Record extracts:
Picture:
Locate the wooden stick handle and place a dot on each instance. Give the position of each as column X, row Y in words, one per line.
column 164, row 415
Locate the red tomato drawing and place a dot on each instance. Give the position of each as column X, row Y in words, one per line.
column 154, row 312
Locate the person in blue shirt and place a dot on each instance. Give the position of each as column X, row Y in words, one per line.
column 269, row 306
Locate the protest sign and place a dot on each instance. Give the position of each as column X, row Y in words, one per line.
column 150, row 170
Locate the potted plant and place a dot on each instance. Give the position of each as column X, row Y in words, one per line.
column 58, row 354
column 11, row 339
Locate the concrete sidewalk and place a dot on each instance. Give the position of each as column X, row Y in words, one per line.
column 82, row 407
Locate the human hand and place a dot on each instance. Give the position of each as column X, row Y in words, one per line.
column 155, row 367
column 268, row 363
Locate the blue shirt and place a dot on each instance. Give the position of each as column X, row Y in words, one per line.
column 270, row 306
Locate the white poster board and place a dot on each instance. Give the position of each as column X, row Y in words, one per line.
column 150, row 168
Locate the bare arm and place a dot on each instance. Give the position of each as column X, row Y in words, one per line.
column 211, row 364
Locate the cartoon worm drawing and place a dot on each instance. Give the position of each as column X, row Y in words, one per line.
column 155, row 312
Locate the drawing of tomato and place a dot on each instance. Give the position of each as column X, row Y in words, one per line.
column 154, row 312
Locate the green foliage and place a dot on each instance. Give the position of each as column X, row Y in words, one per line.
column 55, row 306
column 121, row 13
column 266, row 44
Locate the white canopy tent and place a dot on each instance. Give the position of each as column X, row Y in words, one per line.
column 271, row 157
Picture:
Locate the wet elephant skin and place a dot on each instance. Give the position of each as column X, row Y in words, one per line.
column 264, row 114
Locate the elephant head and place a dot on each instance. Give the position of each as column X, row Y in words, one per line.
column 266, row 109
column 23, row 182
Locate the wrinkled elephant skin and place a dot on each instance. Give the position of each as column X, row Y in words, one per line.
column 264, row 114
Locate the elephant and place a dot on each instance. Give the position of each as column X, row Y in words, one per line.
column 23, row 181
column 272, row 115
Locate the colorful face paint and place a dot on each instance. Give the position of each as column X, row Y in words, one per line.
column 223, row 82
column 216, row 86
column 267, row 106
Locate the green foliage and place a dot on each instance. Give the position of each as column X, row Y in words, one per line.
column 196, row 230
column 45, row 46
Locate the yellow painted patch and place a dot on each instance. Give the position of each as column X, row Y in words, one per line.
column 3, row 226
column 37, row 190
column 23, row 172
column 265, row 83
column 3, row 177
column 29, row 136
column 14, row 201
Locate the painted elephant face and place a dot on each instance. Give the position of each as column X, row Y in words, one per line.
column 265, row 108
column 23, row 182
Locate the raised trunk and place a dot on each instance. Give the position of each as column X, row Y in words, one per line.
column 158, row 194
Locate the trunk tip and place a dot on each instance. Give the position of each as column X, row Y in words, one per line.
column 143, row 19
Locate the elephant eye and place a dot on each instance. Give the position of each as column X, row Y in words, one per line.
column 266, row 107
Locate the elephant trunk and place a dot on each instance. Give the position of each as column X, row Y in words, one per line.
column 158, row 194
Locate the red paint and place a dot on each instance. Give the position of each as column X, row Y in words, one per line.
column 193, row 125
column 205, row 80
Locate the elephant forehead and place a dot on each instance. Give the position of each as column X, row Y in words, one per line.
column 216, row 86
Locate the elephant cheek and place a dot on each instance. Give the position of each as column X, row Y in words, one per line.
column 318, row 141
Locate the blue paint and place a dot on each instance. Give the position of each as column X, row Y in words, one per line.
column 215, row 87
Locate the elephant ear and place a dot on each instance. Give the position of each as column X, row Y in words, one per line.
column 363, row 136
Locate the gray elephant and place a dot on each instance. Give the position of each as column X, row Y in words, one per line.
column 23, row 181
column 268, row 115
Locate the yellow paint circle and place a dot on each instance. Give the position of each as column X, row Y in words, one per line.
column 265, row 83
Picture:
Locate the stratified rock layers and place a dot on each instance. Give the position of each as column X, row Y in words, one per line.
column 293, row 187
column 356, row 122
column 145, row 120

Work request: Your answer should be the full set of records, printed exactly.

Exercise result:
Picture:
Locate the wooden stick handle and place a dot on each instance. Give the position of each as column X, row Y in words, one per line.
column 164, row 415
Locate the red tomato drawing and place a dot on each instance. Give the position of each as column X, row Y in words, one per line.
column 154, row 312
Locate the person in blue shirt and place a dot on each instance. Give the position of each as column X, row Y in words, one per line.
column 269, row 306
Locate the protest sign and place a dot on each instance. Give the position of each as column X, row Y in words, one per line.
column 150, row 170
Locate the potted plant and place a dot on each instance. Give the position of each as column X, row Y in words, one per line.
column 58, row 354
column 11, row 339
Locate the concrete sidewalk and place a dot on each instance. Give the position of each as column X, row Y in words, one per line.
column 82, row 407
Locate the human hand and place a dot on each instance. Give the position of each as column X, row Y in words, one per line.
column 155, row 367
column 268, row 363
Locate the blue shirt and place a dot on each instance. Give the position of each as column X, row Y in words, one per line.
column 270, row 306
Locate the white poster board and place a dot on each instance. Give the position of each as column X, row Y in words, one per line.
column 150, row 168
Locate the bare arm and place a dot on each instance. Give the position of each as column X, row Y in words, one per line.
column 211, row 364
Locate the cartoon worm drawing and place a dot on each instance. Give the position of each as column X, row Y in words, one per line.
column 155, row 312
Locate the drawing of tomato and place a dot on each instance. Give the position of each as column X, row Y in words, one per line.
column 154, row 312
Locate the green foliage and place a dot on each instance. Give the position of each as column X, row Y in words, one per line.
column 55, row 306
column 121, row 13
column 266, row 44
Locate the white canopy tent and place a dot on each instance. Give the position of each as column X, row Y in words, one per line.
column 271, row 157
Picture:
Locate the wet elephant skin and place a dot on each instance. Give the position of each as column X, row Y in words, one per line.
column 264, row 114
Locate the elephant head and place a dot on each instance. Give the position of each as column X, row Y in words, one per line.
column 266, row 109
column 23, row 182
Locate the wrinkled elephant skin and place a dot on each instance. Give the position of each as column X, row Y in words, one per line.
column 264, row 114
Locate the elephant and place a dot on each instance. Give the position of each as column X, row Y in words, one per line.
column 23, row 181
column 272, row 115
Locate the colorful face paint and place a dot on each instance. Give the position of each as column X, row Y in words, one per line.
column 223, row 82
column 216, row 86
column 267, row 106
Locate the green foliage and place a dot on each instance. Give the position of each as column X, row Y in words, one per line.
column 196, row 230
column 45, row 46
Locate the yellow painted patch and place a dot on each instance. Give the position of each as column X, row Y in words, one per line.
column 3, row 226
column 37, row 190
column 23, row 172
column 265, row 83
column 3, row 177
column 29, row 136
column 14, row 201
Locate the painted elephant face and place a dot on each instance. Give the position of each as column X, row Y in words, one per line.
column 265, row 108
column 23, row 182
Locate the raised trunk and place a dot on each instance. Give the position of each as column X, row Y in words, one per line.
column 158, row 194
Locate the trunk tip and place a dot on each instance. Give the position of each as column X, row Y in words, one per line.
column 143, row 19
Locate the elephant eye and place a dot on each instance. Give the position of each as column X, row Y in words, one per line.
column 266, row 107
Locate the elephant trunk and place a dot on each instance. Give the position of each as column X, row Y in words, one per line.
column 158, row 194
Locate the red paint and place a dot on each instance. Give the position of each as column X, row Y in words, one per line.
column 193, row 125
column 205, row 80
Locate the elephant forehead and place a dot on each instance. Give the position of each as column X, row Y in words, one per line.
column 216, row 86
Locate the elephant cheek and place a dot on each instance. Give the position of each as column X, row Y in words, one per line.
column 318, row 141
Locate the blue paint and place a dot on each instance. Give the position of each as column X, row Y in words, one per line.
column 215, row 87
Locate the elephant ear and place a dot on each instance. Give the position of each as column X, row Y in words, one per line.
column 363, row 136
Locate the gray elephant and place a dot on each instance. Give the position of each as column X, row Y in words, one per line.
column 23, row 181
column 268, row 115
Locate the yellow paint circle and place a dot on each instance. Give the position of each as column X, row Y in words, one per line.
column 265, row 83
Picture:
Locate the stratified rock layers and place a dot on each instance. Give the position of each as column X, row Y in words, one per line.
column 293, row 187
column 356, row 122
column 145, row 120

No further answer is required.